• _What to work on_:
1 – Print the part of the interview on dementia-friendly policing from "Senior Sergeant Ricky Zimitat is" to "mean to you?", word for word.
2 – Please carry on the interview on dementia-friendly policing, starting after its last sentence.

What is a dementia-friendly police officer? Interview with Senior Sergeant Ricky Zimitat

Senior Sergeant Ricky Zimitat is the Officer in Charge at the Woorabinda Police Station. Woorabinda is located in Central Queensland, approximately two hours inland from Rockhampton. 

Senior Sergeant Zimitat has been leading the way to help his community become more dementia-friendly over the past two years. We spoke to Senior Sergeant Zimitat about dementia-friendly policing, how he got involved and what outcomes he has seen in his community. 

What does a dementia-friendly police officer mean to you?

I joined the Queensland Police Service to make difference and to make the community a safer place by getting offenders off the streets and holding them accountable for the crimes they have committed. 

I soon realised that putting people in front of the Magistrate was only a small portion of the role of a police officer especially in a small community.

Prior to becoming a Dementia Friend, I went to numerous jobs, dealt with the people on that job and took the desired action for a successful outcome. Successful for who? And how did I measure success? I completed the job and moved onto the next, but always thought about what sort of lasting impression I left with the people involved.

I realised I was starting to treat people as a number and just a job. I felt as though I lost part of my purpose of becoming a police officer to make a difference in my community, and I was fast becoming a police robot, jumping through the required hoops to get the job done.

I was still passionate about my job and helping my community, but I was missing something. I then moved from Rockhampton Tactical Crime Squad to Sergeant Officer in Charge of Baralaba Police Station, where I felt a sense of ownership in the community. Community members were people, not just a number or a job.

I used jobs as ways to improve someone’s life and community policing was a daily event for me (from Adopt-a-Cop to chatting to our elderly community members in the street).

I soon realised many community members were living with dementia but at the time I had a limited understanding of dementia and would say that people were getting old and slowly losing their marbles.

An opportunity presented itself to help the Queensland Police Service become dementia- friendly by becoming a Dementia Friend.

I completed the training and took on the role to get a better understanding of dementia and how I could better serve my community. I soon realised that dementia in an aging community was very common and a lot of the calls for service were related to people living with dementia. Police turning up to a job would sometimes embarrass the person living with dementia as they did not like the attention they were getting from onlookers. 

I decided to head to the streets with leaflets in hand and spoke with key stakeholders (mostly the informants from previous jobs) and started the education process about dementia and how to become a Dementia Friend.

Personally, this gave me a better sense of understanding and ownership of community problems and concerns.

I was better educated to assist people living with dementia and I helped support people living with dementia to not feel embarrassed, continue to stay connected with their community, remain somewhat independent and pass onto others the knowledge I had obtained.

What dementia-friendly activities or initiatives have you implemented in your community?

The key to making a dementia-friendly community was initially having the conversation with members of the community and key stakeholders and helping them better understand dementia and how they could more effectively work with people living with this disease.

I targeted key local businesses, local government agencies, council employees, the local post office, rural supply store, newsagency, supermarket, service providers, local garage/ service stations, hospital, aged care providers, pharmacies, schools and the local mine.

[Region descriptions in natural language]
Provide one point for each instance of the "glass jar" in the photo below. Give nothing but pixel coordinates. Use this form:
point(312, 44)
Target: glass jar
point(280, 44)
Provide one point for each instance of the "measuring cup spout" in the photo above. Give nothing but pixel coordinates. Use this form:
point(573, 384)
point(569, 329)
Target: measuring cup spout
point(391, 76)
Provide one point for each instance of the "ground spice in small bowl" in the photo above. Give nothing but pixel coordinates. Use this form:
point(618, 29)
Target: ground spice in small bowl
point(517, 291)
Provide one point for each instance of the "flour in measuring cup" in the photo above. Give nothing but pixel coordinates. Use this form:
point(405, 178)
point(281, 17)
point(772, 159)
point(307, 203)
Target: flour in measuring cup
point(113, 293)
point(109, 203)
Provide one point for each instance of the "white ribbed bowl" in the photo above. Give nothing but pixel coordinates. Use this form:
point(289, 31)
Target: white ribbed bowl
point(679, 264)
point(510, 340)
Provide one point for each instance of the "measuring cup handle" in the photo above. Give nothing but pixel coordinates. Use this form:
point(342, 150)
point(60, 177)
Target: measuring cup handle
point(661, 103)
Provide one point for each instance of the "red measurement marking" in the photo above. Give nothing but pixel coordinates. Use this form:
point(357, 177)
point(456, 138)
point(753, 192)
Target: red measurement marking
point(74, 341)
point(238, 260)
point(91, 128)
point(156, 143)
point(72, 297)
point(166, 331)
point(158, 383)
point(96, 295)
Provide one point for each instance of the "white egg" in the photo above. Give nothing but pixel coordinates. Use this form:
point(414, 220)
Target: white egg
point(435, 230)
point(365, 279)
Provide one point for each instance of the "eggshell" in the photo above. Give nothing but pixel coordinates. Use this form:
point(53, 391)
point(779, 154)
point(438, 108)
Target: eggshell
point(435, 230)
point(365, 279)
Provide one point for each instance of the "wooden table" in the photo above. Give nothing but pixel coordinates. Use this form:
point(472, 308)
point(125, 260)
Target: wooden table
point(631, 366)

• _Results for each task_:
1 –
Senior Sergeant Ricky Zimitat is the Officer in Charge at the Woorabinda Police Station. Woorabinda is located in Central Queensland, approximately two hours inland from Rockhampton. 

Senior Sergeant Zimitat has been leading the way to help his community become more dementia-friendly over the past two years. We spoke to Senior Sergeant Zimitat about dementia-friendly policing, how he got involved and what outcomes he has seen in his community. 

What does a dementia-friendly police officer mean to you?

2 –
I encouraged Queensland Police Service staff, Queensland Fire and Emergency Service members and Queensland Ambulance Service members to become dementia-friendly and all employees to become Dementia Friends.

I organised an information session and followed up with each group to continue positive momentum with education in the community.

What outcomes have you seen from the dementia-friendly initiatives or activities in your community? 

The community as a whole had a better understanding and appreciation of what people with dementia live with daily and that what may appear out of the ordinary to others was normal for a person living with dementia.

I went from using the expression of losing their marbles to people needing assistance.

Community and key stakeholders took ownership by self-educating and becoming dementia friends, receiving online training and further engaging with people living with dementia by having a better understanding of people suffering dementia.

People in the Baralaba community started to assist people with dementia when they were out and about, providing extra support with tasks such as grocery shopping and at the post office.

Community members started to recognise unusual behaviours and act accordingly, treating people with respect and protecting their dignity

When speaking with people with dementia they felt more comfortable in the community.

Why is it important for police officers to be involved with dementia-friendly initiatives?

To assist vulnerable persons in the community become better educated and help make life a little easier and a little better for people in their community living with dementia.

Each officer can make a difference with a small action or gesture, especially for those that need us the most.

How can other police officers get involved with dementia-friendly initiatives in their communities?

I encourage Queensland Police Service members to get out and about in the community and make it a part of your daily conversations with key groups.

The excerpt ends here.